◆ Objective ◆
Quote every one of the items below verbatim, line for line.

◆ Exercise inputs ◆
-- START --

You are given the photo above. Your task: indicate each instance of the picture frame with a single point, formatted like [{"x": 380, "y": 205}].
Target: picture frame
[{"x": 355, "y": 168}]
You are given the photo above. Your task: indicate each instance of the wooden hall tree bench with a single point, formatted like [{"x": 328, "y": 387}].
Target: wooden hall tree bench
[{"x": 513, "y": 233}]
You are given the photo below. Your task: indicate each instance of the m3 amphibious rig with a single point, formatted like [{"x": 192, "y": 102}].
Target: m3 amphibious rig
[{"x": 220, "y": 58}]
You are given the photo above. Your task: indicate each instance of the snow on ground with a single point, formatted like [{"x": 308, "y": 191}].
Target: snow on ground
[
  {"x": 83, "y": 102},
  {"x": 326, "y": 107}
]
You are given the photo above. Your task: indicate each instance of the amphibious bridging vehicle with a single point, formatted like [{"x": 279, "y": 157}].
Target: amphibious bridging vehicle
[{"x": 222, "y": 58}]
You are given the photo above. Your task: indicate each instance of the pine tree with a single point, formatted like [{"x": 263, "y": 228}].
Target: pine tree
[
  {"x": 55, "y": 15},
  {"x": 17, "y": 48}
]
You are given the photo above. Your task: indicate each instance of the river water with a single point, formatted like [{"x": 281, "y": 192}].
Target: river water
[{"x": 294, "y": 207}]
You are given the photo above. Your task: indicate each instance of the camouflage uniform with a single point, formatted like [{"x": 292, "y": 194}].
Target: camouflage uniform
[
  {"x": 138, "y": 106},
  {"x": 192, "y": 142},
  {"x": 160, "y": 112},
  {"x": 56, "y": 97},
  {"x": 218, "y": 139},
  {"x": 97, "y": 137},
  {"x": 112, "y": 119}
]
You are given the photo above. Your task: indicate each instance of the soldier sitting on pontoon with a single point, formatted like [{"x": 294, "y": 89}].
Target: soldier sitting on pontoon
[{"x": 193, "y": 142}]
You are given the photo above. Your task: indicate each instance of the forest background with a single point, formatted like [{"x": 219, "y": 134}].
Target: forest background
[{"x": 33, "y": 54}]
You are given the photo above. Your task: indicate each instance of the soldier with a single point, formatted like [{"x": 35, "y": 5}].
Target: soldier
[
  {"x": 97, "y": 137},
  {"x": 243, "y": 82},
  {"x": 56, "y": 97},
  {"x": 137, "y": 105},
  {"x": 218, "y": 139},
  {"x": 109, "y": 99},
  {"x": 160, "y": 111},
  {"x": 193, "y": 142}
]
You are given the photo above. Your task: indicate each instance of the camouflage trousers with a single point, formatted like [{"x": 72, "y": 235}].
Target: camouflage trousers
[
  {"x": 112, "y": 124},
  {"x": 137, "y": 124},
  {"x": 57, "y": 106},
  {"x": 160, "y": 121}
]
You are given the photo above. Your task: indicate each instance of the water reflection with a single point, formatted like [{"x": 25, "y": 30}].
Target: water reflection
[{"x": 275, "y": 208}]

-- END --

◆ Full response ◆
You are given the photo above. Your task: indicate each instance of the picture frame with a single point, formatted like [{"x": 380, "y": 205}].
Target: picture frame
[{"x": 355, "y": 168}]
You are given the photo above. Your task: indicate each instance of the wooden hall tree bench with a single point, formatted like [{"x": 328, "y": 387}].
Target: wooden hall tree bench
[{"x": 513, "y": 233}]
You are given the photo below. Your task: indicate each instance of the m3 amphibious rig with a single point, formatted like [{"x": 192, "y": 102}].
Target: m3 amphibious rig
[{"x": 220, "y": 58}]
You are given the photo above. Your task: indicate each instance of the snow on ground with a single point, formatted like [{"x": 308, "y": 191}].
Target: snow on ground
[
  {"x": 83, "y": 102},
  {"x": 326, "y": 107}
]
You are given the photo above. Your task: indicate each instance of the amphibious bridging vehicle with a single point, formatted like [{"x": 279, "y": 157}].
Target: amphibious bridging vehicle
[{"x": 222, "y": 58}]
You are given the photo above. Your task: indicate each instance of the pine tree with a single point, formatted like [{"x": 263, "y": 228}].
Target: pine tree
[
  {"x": 55, "y": 15},
  {"x": 17, "y": 48}
]
You are given the photo above. Your task: indicate each instance of the river water with a single point, formatted like [{"x": 281, "y": 192}].
Target: river water
[{"x": 294, "y": 207}]
You are given the photo above. Your task: indicate each instance of the camouflage uniform with a single point, formatted like [{"x": 292, "y": 194}].
Target: camouflage uniform
[
  {"x": 138, "y": 106},
  {"x": 192, "y": 142},
  {"x": 160, "y": 112},
  {"x": 56, "y": 97},
  {"x": 218, "y": 139},
  {"x": 97, "y": 137},
  {"x": 112, "y": 119}
]
You are given the photo above. Your task: indicate each instance of the soldier sitting on pontoon with a single point, formatted like [{"x": 294, "y": 89}].
Target: soldier sitting on pontoon
[{"x": 193, "y": 142}]
You are given the photo above. Your task: indicate each instance of the forest background with a single point, formatted like [{"x": 219, "y": 134}].
Target: forest background
[{"x": 33, "y": 54}]
You are given the photo above. Your task: indicate each instance of the soldier with a single point, formatted like [{"x": 35, "y": 5}].
Target: soldier
[
  {"x": 97, "y": 137},
  {"x": 243, "y": 82},
  {"x": 56, "y": 97},
  {"x": 137, "y": 105},
  {"x": 218, "y": 139},
  {"x": 109, "y": 99},
  {"x": 160, "y": 111},
  {"x": 193, "y": 142}
]
You are given the photo above. Your task: indicate each instance of the camouflage trousers with a single point, formatted like [{"x": 72, "y": 235}].
Target: camouflage trousers
[
  {"x": 112, "y": 124},
  {"x": 137, "y": 124},
  {"x": 57, "y": 106},
  {"x": 160, "y": 121}
]
You are given the photo above. Your task: indicate each instance of the water reflection with a single point, formatted like [{"x": 25, "y": 30}].
Target: water reflection
[{"x": 275, "y": 208}]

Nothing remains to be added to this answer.